### Data for processing ###
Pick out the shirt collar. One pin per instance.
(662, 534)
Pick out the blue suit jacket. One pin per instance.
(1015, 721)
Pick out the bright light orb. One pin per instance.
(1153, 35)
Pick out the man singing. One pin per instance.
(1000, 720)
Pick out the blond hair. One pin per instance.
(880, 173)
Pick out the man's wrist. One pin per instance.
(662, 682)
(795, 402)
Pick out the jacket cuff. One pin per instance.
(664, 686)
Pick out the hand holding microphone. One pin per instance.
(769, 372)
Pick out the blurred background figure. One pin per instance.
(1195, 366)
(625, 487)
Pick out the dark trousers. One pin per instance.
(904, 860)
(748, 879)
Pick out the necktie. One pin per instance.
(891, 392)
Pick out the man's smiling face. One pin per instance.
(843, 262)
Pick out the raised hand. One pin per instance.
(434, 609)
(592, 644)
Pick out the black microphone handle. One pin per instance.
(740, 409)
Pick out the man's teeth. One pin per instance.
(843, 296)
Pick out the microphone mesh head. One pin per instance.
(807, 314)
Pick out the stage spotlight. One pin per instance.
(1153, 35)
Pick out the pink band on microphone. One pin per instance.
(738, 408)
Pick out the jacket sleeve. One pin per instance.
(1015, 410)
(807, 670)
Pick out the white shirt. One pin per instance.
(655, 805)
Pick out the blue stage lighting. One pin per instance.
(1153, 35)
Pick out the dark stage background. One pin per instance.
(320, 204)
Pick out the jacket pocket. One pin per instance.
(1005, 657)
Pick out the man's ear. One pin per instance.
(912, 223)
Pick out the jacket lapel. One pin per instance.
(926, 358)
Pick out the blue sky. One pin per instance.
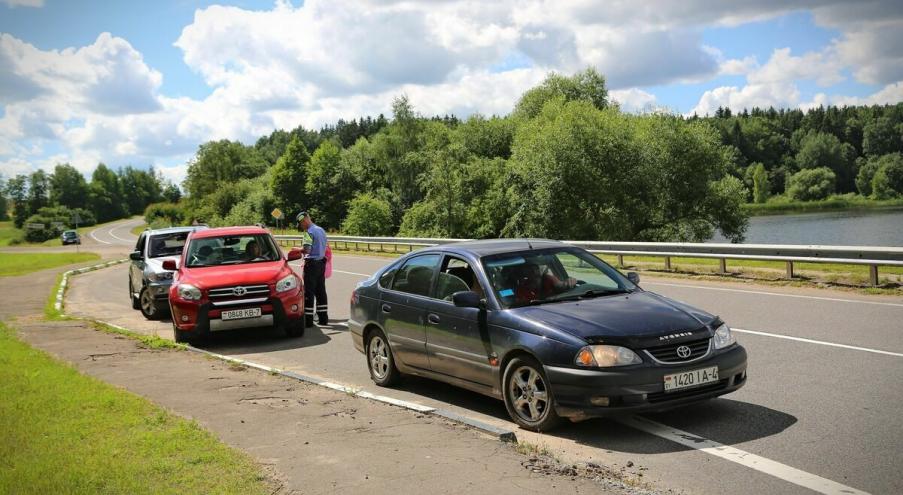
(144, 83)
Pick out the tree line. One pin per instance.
###
■ Task to carry out: Looking at the records above, extract only the lines from the one with "Pick out the man's smiling" through the last line, exactly, with the pictures left out.

■ Result of the exercise:
Pick out the man's smiling face. One pin per instance.
(843, 262)
Pick out the raised hand. One pin per instance.
(434, 609)
(592, 644)
Pick out the black microphone handle. One pin per instance.
(740, 409)
Pick out the man's teeth. One pin per instance.
(843, 296)
Pick out the microphone mesh head. One pin per instance.
(807, 314)
Pick out the stage spotlight. One pin per instance.
(1153, 35)
Pick out the pink band on microphone. One pin per instance.
(738, 408)
Pick out the jacket sleeve. One pin per instance.
(1015, 410)
(807, 670)
Pick out the white shirt. One pin per instance.
(655, 805)
Pick out the blue stage lighting. One pin per instance.
(1153, 35)
Pick out the dark stage background. One pin per instance.
(320, 204)
Pick out the jacket pocket. One pin per instance.
(1005, 657)
Pick out the man's ear. One pin per instance.
(912, 223)
Pick out the jacket lapel. One pin per instance.
(926, 358)
Pick out the blue sky. One pin per instance.
(144, 83)
Pick out the tree line. One pin per instance.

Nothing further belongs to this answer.